» **Task statement**
Find every line in the rows below that contains the word "List", matching case, and copy each of those lines.

» **Provided material**
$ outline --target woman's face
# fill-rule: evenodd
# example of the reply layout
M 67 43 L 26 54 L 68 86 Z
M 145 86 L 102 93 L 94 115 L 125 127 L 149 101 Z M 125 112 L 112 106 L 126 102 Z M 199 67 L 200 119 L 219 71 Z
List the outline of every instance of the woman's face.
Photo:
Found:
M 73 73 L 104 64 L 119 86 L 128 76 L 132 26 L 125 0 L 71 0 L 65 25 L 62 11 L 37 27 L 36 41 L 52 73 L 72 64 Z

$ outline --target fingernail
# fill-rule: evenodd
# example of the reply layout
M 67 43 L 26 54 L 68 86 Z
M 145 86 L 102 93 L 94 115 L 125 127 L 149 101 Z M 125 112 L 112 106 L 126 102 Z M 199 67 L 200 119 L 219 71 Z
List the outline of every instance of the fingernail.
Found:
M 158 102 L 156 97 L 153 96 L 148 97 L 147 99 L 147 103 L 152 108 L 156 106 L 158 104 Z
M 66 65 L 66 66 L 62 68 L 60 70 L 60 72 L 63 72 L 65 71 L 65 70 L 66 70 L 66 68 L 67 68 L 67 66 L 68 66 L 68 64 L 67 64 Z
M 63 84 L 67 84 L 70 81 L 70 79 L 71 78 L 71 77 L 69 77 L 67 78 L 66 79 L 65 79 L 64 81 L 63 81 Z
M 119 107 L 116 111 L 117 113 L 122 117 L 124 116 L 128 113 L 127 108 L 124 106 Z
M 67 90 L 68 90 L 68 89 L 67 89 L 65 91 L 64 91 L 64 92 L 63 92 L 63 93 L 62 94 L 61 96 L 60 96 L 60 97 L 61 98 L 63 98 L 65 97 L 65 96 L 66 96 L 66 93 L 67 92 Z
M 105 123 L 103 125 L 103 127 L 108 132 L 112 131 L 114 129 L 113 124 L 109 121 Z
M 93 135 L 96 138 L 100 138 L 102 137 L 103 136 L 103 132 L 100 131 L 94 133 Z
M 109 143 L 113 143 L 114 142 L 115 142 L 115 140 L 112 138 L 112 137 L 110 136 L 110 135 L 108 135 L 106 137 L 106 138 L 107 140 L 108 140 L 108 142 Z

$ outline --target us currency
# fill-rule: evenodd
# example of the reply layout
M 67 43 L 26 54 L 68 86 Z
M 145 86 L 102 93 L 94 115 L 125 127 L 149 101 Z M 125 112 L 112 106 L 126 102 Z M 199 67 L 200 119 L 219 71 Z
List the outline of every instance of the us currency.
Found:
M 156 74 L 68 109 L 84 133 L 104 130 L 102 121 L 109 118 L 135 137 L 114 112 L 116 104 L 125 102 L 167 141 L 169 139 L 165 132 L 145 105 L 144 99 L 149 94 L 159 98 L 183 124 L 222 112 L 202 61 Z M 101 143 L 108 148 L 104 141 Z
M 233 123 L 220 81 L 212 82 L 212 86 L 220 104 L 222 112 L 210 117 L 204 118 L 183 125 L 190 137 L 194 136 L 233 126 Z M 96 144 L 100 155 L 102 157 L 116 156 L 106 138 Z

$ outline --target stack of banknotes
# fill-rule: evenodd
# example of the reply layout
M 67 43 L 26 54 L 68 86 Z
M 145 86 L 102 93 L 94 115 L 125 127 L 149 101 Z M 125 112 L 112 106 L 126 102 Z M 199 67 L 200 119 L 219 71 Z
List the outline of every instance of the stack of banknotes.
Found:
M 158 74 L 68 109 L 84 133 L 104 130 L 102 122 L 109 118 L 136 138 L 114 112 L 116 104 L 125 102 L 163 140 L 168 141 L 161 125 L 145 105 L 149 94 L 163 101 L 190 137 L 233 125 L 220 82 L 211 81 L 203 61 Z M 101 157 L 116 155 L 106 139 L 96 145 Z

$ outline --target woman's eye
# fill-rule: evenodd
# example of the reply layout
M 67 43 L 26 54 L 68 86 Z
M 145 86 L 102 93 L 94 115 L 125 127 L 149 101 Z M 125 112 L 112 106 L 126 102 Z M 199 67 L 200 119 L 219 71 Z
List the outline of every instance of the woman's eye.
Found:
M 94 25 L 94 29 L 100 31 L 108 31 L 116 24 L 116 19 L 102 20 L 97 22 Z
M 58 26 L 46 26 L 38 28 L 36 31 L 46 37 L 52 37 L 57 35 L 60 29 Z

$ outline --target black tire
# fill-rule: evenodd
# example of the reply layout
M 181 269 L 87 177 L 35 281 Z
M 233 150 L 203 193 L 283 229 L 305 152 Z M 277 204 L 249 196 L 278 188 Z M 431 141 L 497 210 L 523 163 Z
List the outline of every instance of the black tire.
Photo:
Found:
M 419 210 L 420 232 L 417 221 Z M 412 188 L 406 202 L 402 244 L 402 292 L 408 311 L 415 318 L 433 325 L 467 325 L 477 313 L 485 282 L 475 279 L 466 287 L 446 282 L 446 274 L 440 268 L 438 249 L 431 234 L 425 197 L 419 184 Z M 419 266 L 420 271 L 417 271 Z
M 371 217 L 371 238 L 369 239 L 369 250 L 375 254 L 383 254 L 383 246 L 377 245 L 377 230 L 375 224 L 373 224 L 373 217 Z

» **Solution to the problem**
List the outline of every instance of the woman's face.
List the outline of every instance of the fingernail.
List the outline of every instance of the us currency.
List the outline of every instance of the stack of banknotes.
List the outline of every instance of the woman's eye.
List the outline of every instance of the black tire.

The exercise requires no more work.